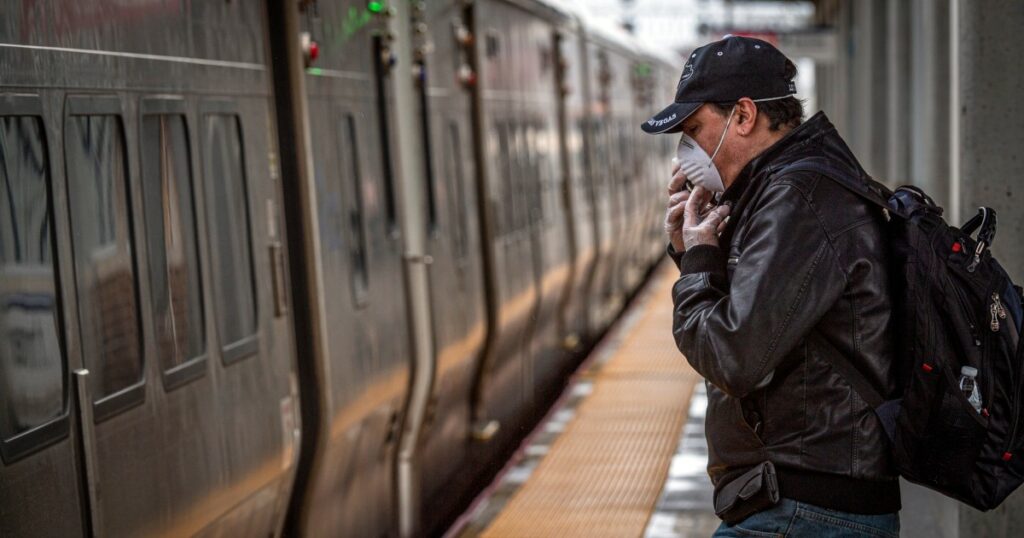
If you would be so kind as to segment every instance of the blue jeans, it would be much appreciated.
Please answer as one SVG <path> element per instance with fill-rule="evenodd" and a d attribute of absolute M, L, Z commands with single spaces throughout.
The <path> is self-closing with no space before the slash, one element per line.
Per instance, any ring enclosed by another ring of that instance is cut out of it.
<path fill-rule="evenodd" d="M 729 526 L 722 523 L 712 538 L 763 536 L 785 538 L 838 538 L 845 536 L 900 535 L 899 514 L 866 516 L 829 510 L 812 504 L 780 499 L 779 504 Z"/>

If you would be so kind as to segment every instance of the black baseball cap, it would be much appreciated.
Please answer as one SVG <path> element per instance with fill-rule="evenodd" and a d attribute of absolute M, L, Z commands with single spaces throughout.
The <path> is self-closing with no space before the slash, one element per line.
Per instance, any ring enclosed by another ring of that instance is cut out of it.
<path fill-rule="evenodd" d="M 743 97 L 757 100 L 796 93 L 786 77 L 789 59 L 767 41 L 727 36 L 693 51 L 676 86 L 676 99 L 640 125 L 646 133 L 678 133 L 683 122 L 704 103 L 731 103 Z"/>

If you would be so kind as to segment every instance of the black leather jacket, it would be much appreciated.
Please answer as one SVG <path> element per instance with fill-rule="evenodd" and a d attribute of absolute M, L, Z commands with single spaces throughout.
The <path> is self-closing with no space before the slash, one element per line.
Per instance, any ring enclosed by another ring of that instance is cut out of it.
<path fill-rule="evenodd" d="M 723 194 L 734 205 L 721 247 L 682 255 L 670 247 L 681 272 L 672 331 L 708 382 L 716 492 L 770 460 L 783 497 L 895 512 L 899 485 L 882 426 L 823 358 L 842 354 L 881 393 L 896 388 L 884 216 L 825 176 L 780 173 L 823 156 L 862 177 L 819 112 L 752 160 Z"/>

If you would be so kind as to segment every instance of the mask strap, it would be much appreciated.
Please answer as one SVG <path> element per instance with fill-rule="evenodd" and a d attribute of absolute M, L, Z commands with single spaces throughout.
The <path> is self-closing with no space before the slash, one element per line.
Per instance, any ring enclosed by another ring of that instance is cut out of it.
<path fill-rule="evenodd" d="M 778 101 L 779 99 L 785 99 L 792 97 L 793 94 L 780 95 L 779 97 L 765 97 L 764 99 L 751 99 L 755 103 L 763 103 L 765 101 Z M 729 124 L 732 122 L 732 115 L 736 113 L 736 107 L 733 106 L 732 110 L 729 111 L 729 119 L 725 121 L 725 130 L 722 131 L 722 138 L 718 139 L 718 145 L 715 146 L 714 153 L 711 154 L 711 160 L 715 160 L 715 156 L 718 155 L 718 150 L 722 149 L 722 143 L 725 142 L 725 135 L 729 132 Z"/>
<path fill-rule="evenodd" d="M 718 139 L 718 145 L 715 146 L 715 152 L 711 154 L 711 160 L 715 160 L 715 155 L 718 155 L 718 150 L 722 149 L 722 143 L 725 142 L 725 135 L 729 132 L 729 124 L 732 123 L 732 115 L 736 113 L 736 107 L 732 107 L 729 112 L 729 119 L 725 120 L 725 130 L 722 131 L 722 138 Z M 709 163 L 710 164 L 710 163 Z"/>

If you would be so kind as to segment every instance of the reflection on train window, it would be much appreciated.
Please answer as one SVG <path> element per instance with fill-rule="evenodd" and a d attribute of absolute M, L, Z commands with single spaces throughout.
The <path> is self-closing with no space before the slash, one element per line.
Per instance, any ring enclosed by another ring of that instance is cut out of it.
<path fill-rule="evenodd" d="M 242 346 L 256 334 L 256 283 L 249 236 L 249 197 L 241 126 L 230 114 L 204 117 L 203 183 L 217 304 L 217 333 L 224 360 L 247 356 Z"/>
<path fill-rule="evenodd" d="M 455 255 L 463 258 L 469 253 L 469 238 L 466 223 L 466 185 L 462 162 L 462 140 L 459 137 L 459 126 L 452 122 L 448 126 L 448 170 L 446 176 L 452 189 L 449 189 L 448 207 L 452 220 L 452 234 L 455 237 Z"/>
<path fill-rule="evenodd" d="M 143 116 L 142 196 L 157 354 L 170 370 L 206 351 L 185 116 Z"/>
<path fill-rule="evenodd" d="M 113 115 L 65 126 L 82 354 L 97 399 L 142 378 L 124 131 Z"/>
<path fill-rule="evenodd" d="M 359 147 L 356 145 L 359 137 L 356 136 L 356 122 L 351 114 L 345 115 L 339 131 L 339 155 L 344 155 L 340 169 L 342 174 L 349 176 L 348 181 L 352 185 L 352 203 L 348 213 L 352 299 L 356 305 L 361 306 L 366 304 L 370 276 L 367 268 L 366 220 L 363 214 L 363 177 L 359 167 Z"/>
<path fill-rule="evenodd" d="M 0 438 L 64 408 L 49 163 L 37 117 L 0 118 Z"/>

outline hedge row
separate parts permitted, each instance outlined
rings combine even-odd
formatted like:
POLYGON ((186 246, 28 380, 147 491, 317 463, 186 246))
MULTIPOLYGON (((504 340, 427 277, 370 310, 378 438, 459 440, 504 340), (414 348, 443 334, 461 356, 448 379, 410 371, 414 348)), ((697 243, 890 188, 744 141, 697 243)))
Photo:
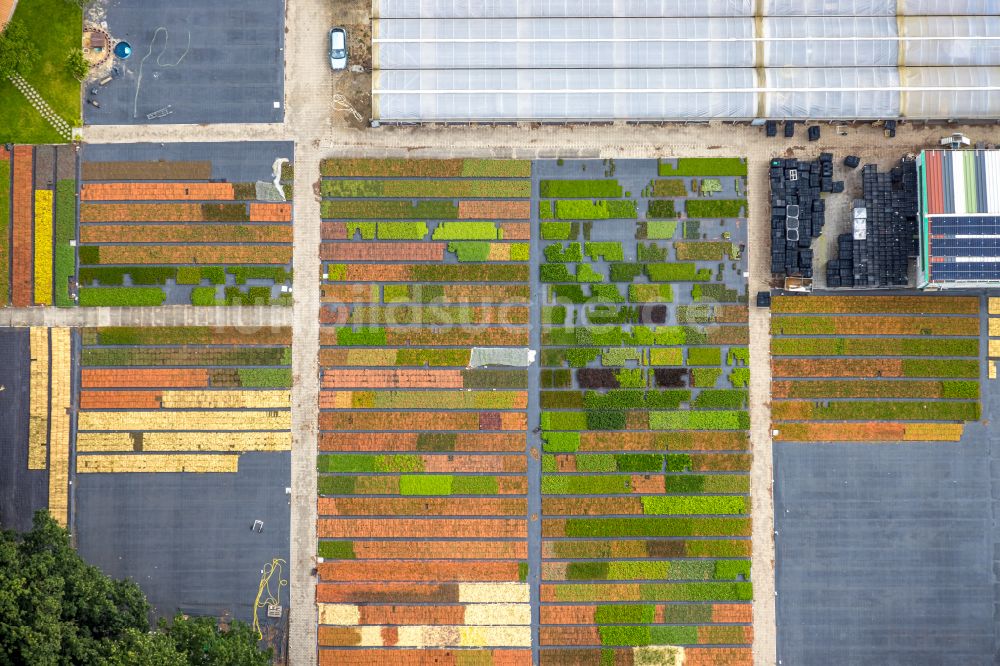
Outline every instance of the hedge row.
POLYGON ((776 421, 976 421, 978 402, 813 402, 776 401, 776 421))
MULTIPOLYGON (((559 220, 628 220, 639 216, 635 201, 559 200, 555 204, 559 220)), ((545 210, 544 205, 541 210, 545 210)))
POLYGON ((409 201, 323 201, 321 215, 325 219, 338 220, 454 220, 458 218, 458 206, 451 201, 421 200, 415 204, 409 201))
POLYGON ((648 347, 708 342, 706 330, 693 326, 632 326, 628 330, 621 326, 577 326, 542 330, 542 344, 550 346, 648 347))
MULTIPOLYGON (((76 238, 76 181, 56 183, 56 210, 53 242, 55 244, 55 304, 74 305, 69 297, 69 280, 76 273, 76 248, 70 241, 76 238)), ((0 297, 2 298, 2 297, 0 297)))
POLYGON ((156 287, 116 287, 114 289, 81 287, 79 296, 79 304, 83 307, 142 307, 161 305, 167 299, 166 293, 156 287))
POLYGON ((688 199, 687 214, 690 217, 745 217, 746 199, 688 199))
POLYGON ((677 166, 661 161, 661 176, 746 176, 747 164, 739 157, 682 157, 677 166))
POLYGON ((527 180, 324 180, 324 197, 515 199, 531 196, 527 180))
POLYGON ((617 180, 543 180, 539 193, 543 199, 617 199, 622 188, 617 180))
POLYGON ((776 381, 775 398, 945 398, 976 400, 978 381, 776 381))
POLYGON ((979 314, 974 296, 778 296, 771 310, 809 314, 979 314))
POLYGON ((775 356, 979 356, 979 340, 921 338, 774 338, 775 356))
POLYGON ((317 487, 320 495, 497 495, 500 492, 499 477, 452 474, 320 475, 317 487))

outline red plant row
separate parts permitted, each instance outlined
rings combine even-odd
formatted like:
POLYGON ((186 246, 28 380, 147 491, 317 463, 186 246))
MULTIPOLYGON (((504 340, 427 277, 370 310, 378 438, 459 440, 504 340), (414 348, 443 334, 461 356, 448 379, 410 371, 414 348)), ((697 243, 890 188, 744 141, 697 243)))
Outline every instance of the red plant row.
MULTIPOLYGON (((34 217, 32 190, 32 162, 34 149, 32 146, 14 146, 14 187, 11 191, 11 204, 14 213, 11 217, 13 227, 11 245, 10 289, 11 304, 14 307, 27 307, 34 302, 34 243, 32 234, 32 218, 34 217)), ((6 269, 6 267, 4 267, 6 269)))

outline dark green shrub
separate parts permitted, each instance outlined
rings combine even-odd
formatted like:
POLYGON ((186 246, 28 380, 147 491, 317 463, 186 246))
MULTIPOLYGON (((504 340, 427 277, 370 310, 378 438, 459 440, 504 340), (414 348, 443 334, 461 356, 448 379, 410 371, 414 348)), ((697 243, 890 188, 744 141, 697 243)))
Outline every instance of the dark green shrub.
POLYGON ((96 245, 81 245, 80 248, 80 263, 81 264, 99 264, 101 263, 101 248, 96 245))
POLYGON ((550 263, 572 263, 583 260, 579 243, 570 243, 565 248, 559 244, 545 246, 545 260, 550 263))
POLYGON ((161 305, 167 295, 155 287, 112 287, 80 289, 82 307, 161 305))
POLYGON ((565 264, 542 264, 538 269, 542 282, 576 282, 576 276, 569 272, 565 264))
POLYGON ((631 282, 642 275, 642 264, 611 264, 612 282, 631 282))
MULTIPOLYGON (((690 210, 688 211, 688 214, 692 214, 690 210)), ((648 216, 660 219, 677 217, 677 211, 674 210, 673 199, 654 199, 650 201, 648 216)))

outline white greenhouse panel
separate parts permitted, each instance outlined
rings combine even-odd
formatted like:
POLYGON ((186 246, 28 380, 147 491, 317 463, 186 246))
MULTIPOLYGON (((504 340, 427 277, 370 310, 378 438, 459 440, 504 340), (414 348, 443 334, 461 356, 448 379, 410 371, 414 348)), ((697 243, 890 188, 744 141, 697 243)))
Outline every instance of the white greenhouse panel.
POLYGON ((377 69, 753 67, 752 19, 375 21, 377 69))
POLYGON ((908 118, 1000 118, 1000 67, 909 67, 902 72, 902 85, 911 89, 903 107, 908 118))
POLYGON ((746 68, 382 70, 375 79, 377 117, 398 122, 750 118, 757 113, 756 76, 746 68), (706 92, 697 92, 701 89, 706 92))
POLYGON ((909 16, 900 25, 904 65, 1000 65, 1000 16, 909 16))
POLYGON ((376 0, 373 18, 753 16, 755 0, 376 0))
POLYGON ((768 118, 895 118, 899 70, 895 67, 768 69, 764 115, 768 118))
POLYGON ((766 18, 766 67, 895 67, 896 18, 766 18))

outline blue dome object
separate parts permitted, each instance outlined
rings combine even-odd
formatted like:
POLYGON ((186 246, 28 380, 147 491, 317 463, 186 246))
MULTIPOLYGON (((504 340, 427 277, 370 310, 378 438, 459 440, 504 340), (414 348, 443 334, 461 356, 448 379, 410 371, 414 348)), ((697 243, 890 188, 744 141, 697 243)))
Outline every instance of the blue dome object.
POLYGON ((115 55, 124 60, 132 55, 132 45, 128 42, 118 42, 115 44, 115 55))

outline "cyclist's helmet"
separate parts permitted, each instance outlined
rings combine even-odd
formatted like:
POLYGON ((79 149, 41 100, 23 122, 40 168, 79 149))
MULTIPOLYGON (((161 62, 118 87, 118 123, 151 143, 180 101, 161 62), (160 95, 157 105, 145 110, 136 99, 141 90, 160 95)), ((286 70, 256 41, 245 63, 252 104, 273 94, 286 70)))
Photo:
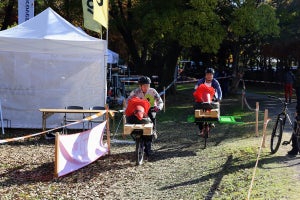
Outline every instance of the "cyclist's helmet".
POLYGON ((215 74, 215 70, 213 68, 209 67, 205 70, 205 74, 208 74, 208 73, 215 74))
POLYGON ((150 84, 151 83, 151 79, 147 76, 143 76, 139 79, 138 83, 140 85, 143 85, 143 84, 150 84))

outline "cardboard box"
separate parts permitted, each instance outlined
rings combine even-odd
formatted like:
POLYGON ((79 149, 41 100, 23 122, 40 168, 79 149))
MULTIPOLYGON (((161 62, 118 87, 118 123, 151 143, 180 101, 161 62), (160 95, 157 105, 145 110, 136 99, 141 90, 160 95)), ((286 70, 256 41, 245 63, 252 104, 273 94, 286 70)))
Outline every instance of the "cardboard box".
POLYGON ((195 110, 195 118, 216 118, 220 117, 219 109, 195 110))
POLYGON ((125 124, 124 135, 130 135, 133 130, 143 130, 143 135, 152 135, 153 124, 125 124))

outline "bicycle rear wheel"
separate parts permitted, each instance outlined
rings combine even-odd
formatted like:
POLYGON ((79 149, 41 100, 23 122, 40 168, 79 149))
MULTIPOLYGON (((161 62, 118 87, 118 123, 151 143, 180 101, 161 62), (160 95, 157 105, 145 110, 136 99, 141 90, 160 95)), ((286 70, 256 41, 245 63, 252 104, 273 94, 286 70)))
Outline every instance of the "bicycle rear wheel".
POLYGON ((271 153, 274 154, 278 151, 283 132, 282 118, 278 118, 271 135, 271 153))

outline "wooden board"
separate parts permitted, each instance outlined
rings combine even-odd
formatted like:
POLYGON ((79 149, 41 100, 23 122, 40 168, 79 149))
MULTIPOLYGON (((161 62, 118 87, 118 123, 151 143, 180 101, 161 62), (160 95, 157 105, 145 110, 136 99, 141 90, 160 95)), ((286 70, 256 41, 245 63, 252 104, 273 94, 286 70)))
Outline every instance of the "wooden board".
POLYGON ((143 135, 152 135, 153 124, 125 124, 124 135, 130 135, 136 129, 143 130, 143 135))

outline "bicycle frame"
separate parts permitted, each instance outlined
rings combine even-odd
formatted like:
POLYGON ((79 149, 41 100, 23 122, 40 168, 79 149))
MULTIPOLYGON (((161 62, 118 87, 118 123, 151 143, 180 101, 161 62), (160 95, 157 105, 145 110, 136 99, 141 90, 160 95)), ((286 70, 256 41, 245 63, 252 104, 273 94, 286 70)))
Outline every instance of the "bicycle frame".
POLYGON ((285 127, 285 123, 286 123, 286 119, 288 119, 288 122, 291 126, 291 128, 293 128, 293 122, 290 118, 290 115, 289 113, 287 112, 288 108, 286 108, 286 110, 282 113, 280 113, 278 116, 277 116, 277 119, 278 118, 281 118, 282 119, 282 125, 283 125, 283 128, 285 127))
MULTIPOLYGON (((270 97, 270 98, 273 98, 273 99, 277 99, 277 100, 280 100, 280 102, 283 104, 283 107, 282 107, 282 111, 281 111, 281 113, 279 113, 278 115, 277 115, 277 119, 276 119, 276 121, 279 119, 279 118, 281 118, 282 119, 282 125, 283 125, 283 128, 285 127, 285 123, 286 123, 286 118, 288 119, 288 122, 289 122, 289 124, 290 124, 290 126, 291 126, 291 128, 293 128, 293 122, 292 122, 292 120, 291 120, 291 118, 290 118, 290 114, 289 114, 289 109, 288 109, 288 103, 286 103, 286 102, 284 102, 282 99, 280 99, 280 98, 278 98, 278 97, 275 97, 275 96, 268 96, 268 97, 270 97)), ((294 103, 294 102, 293 102, 294 103)), ((290 103, 291 104, 291 103, 290 103)))

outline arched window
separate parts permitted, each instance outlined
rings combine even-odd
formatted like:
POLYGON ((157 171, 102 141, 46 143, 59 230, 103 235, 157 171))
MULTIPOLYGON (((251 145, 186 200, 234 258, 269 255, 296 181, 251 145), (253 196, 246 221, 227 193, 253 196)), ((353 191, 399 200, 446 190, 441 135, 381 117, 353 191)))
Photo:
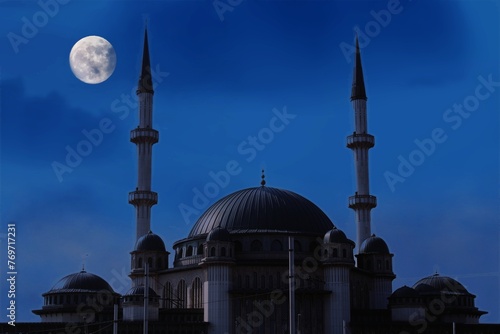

▶ **PROMPT**: Show all lines above holding the word "appreciated".

▶ **WORKED SOLUTION**:
If you would be so kind as to segment every instance of the blue jeans, it would be much appreciated.
If you would be so kind as to segment every instance of the black baseball cap, it would be much appreciated.
If you would be so kind as to segment every instance of the black leather jacket, it would be much appreciated.
If you would be so kind as to segment every instance of the mask strap, it would be much appreciated.
If you would be so kind as to segment every instance of the reflection on train window, it would be much appreciated.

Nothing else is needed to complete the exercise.